## [O QUE SE PEDE]
Pode reescrever por inteiro as linhas abaixo, da linha com "TARGET: tree trunk" até a última, aumentando em 3 cada coordenada? Deixe as imagens fora da resposta.

Entradas de um conjunto de anotações por pontos:
┄┄┄┄┄┄┄┄┄┄

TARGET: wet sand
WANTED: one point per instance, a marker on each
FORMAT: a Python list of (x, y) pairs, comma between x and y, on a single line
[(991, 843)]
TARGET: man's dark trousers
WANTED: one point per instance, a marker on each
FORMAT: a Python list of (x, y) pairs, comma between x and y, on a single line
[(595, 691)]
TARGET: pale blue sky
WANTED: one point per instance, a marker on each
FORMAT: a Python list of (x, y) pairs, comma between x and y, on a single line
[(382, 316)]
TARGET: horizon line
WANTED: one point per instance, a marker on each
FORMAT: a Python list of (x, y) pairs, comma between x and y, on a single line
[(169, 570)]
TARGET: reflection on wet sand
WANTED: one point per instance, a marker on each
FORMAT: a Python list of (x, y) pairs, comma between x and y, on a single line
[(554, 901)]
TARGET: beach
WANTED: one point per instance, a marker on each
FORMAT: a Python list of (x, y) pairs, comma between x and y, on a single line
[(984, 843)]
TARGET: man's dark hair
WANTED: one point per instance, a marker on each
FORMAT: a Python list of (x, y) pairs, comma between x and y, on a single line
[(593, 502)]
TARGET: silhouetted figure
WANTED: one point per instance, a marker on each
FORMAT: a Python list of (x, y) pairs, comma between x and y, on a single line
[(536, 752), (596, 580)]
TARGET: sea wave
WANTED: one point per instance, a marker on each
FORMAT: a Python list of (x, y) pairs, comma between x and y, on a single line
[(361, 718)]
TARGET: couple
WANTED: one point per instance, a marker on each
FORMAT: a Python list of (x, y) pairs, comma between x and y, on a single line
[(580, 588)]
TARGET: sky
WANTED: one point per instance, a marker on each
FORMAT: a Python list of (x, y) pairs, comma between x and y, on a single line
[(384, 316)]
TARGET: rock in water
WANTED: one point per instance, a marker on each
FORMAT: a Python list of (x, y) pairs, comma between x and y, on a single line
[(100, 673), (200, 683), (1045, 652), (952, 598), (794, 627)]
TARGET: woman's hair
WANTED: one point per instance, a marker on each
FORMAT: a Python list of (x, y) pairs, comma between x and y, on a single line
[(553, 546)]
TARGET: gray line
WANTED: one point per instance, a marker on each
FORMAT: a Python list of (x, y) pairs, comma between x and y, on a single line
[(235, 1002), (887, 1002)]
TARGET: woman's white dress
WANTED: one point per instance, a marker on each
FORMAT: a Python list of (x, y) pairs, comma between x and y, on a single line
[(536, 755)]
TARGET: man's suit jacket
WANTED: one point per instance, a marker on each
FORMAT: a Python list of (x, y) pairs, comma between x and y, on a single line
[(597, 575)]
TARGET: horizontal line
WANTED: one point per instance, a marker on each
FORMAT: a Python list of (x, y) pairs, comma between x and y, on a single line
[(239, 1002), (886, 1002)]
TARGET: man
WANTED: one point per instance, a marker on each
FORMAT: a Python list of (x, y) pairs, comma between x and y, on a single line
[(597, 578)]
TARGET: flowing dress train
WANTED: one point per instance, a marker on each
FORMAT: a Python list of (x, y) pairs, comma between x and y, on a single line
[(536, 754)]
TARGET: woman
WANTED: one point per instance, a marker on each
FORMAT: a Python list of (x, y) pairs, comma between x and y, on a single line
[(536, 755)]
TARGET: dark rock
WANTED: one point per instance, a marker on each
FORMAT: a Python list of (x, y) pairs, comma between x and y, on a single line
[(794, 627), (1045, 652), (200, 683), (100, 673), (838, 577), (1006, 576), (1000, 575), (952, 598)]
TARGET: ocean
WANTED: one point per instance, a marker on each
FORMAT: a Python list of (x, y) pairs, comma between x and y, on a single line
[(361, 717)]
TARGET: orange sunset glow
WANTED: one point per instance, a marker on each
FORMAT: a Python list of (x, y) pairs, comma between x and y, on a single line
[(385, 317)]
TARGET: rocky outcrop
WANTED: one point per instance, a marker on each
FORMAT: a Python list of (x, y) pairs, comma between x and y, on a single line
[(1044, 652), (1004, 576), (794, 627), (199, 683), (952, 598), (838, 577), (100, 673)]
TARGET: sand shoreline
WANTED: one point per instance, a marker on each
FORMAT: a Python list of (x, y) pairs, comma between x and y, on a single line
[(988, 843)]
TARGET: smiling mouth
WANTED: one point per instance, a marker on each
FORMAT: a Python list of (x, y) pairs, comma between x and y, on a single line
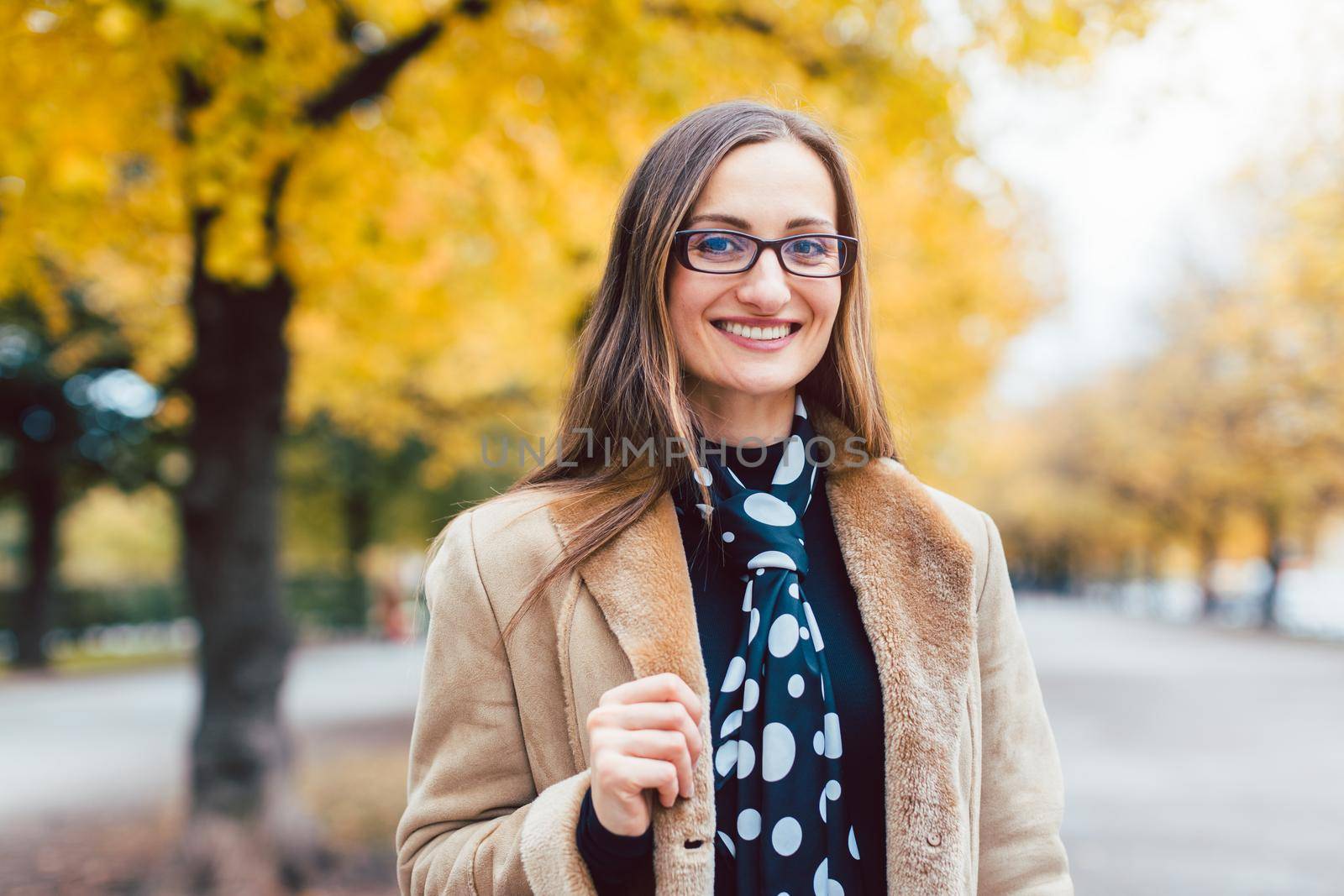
[(759, 333)]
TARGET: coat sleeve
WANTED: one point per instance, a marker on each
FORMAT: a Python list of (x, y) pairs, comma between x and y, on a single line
[(474, 820), (1021, 799)]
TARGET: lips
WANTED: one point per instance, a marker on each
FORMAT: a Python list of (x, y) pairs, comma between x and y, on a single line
[(761, 338), (757, 332)]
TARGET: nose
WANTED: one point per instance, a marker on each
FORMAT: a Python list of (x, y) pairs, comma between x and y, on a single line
[(766, 285)]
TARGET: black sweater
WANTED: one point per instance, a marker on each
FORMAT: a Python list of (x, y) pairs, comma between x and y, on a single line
[(617, 862)]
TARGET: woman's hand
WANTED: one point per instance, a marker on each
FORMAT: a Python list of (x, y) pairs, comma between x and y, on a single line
[(643, 734)]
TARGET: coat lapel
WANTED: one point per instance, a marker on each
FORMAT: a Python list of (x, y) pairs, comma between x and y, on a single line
[(913, 577)]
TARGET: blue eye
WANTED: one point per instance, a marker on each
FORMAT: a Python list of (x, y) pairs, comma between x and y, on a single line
[(719, 246)]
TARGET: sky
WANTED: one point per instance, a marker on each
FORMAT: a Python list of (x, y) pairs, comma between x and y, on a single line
[(1156, 159)]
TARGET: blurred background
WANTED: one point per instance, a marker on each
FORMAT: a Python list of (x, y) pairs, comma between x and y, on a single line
[(272, 270)]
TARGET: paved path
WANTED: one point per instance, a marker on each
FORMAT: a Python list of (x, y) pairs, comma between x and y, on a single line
[(120, 741), (1196, 759)]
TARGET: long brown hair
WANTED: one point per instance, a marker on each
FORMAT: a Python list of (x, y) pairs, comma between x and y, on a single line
[(628, 378)]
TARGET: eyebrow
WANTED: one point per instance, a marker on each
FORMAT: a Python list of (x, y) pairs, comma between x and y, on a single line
[(743, 224)]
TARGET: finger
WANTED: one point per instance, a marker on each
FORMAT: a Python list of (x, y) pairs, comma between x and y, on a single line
[(664, 685), (669, 715), (654, 743), (642, 772)]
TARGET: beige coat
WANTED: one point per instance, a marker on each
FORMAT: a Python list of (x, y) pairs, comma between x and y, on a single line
[(501, 757)]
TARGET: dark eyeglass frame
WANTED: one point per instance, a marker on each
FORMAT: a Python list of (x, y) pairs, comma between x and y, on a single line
[(682, 244)]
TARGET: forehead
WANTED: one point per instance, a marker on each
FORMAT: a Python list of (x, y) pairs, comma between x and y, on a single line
[(769, 184)]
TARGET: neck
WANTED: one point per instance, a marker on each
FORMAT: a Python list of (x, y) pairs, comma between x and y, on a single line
[(732, 418)]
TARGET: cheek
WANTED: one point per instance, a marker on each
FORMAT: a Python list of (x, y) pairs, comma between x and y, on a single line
[(685, 302), (826, 304)]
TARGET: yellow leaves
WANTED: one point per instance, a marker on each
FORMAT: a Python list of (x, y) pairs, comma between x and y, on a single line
[(77, 172), (118, 23), (444, 237)]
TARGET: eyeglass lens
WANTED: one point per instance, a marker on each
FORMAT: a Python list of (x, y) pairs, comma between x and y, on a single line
[(726, 251)]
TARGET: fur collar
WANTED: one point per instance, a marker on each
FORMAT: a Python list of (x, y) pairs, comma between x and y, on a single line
[(913, 575)]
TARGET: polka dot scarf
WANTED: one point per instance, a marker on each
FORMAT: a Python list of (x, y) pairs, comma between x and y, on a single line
[(781, 813)]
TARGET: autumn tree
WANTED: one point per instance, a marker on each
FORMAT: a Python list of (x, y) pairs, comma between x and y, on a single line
[(386, 210)]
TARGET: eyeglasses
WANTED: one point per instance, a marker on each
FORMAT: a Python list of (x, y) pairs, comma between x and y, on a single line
[(730, 251)]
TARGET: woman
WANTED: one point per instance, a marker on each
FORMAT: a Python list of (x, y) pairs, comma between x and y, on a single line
[(874, 723)]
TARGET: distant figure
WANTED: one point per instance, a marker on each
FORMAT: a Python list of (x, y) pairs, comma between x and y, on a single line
[(390, 613)]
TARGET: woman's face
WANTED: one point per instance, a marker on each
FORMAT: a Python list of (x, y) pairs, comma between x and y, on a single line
[(768, 190)]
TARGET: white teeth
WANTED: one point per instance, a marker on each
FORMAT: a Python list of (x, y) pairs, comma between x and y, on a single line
[(763, 333)]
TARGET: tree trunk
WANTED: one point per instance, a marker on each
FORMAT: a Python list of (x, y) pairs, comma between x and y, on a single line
[(241, 801), (1273, 520), (356, 506), (1209, 537), (39, 488)]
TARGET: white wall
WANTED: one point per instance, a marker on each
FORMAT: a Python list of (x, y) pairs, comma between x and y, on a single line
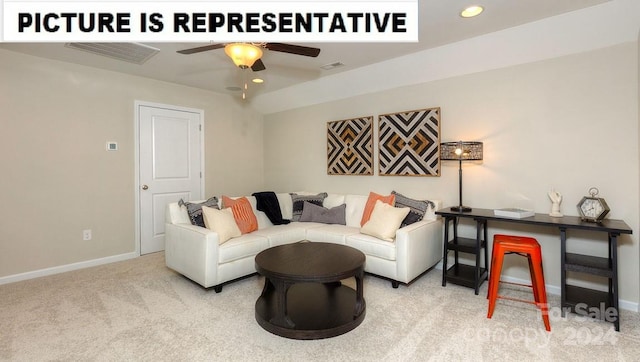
[(567, 123), (58, 179)]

┄┄┄┄┄┄┄┄┄┄

## [RESPOSTA]
TARGET: tree trunk
WANTED: one point per instance, a marker on each
FORMAT: a Python list of (x, y) pairs, comma between x and y, on a single line
[(244, 804), (1276, 523), (359, 509), (1212, 540), (42, 491)]
TARGET: white wall
WANTED: one point per instance, a marker on each
FORMAT: a Python list of (x, y) pairs, comma between x and y, on a single line
[(570, 126), (61, 182)]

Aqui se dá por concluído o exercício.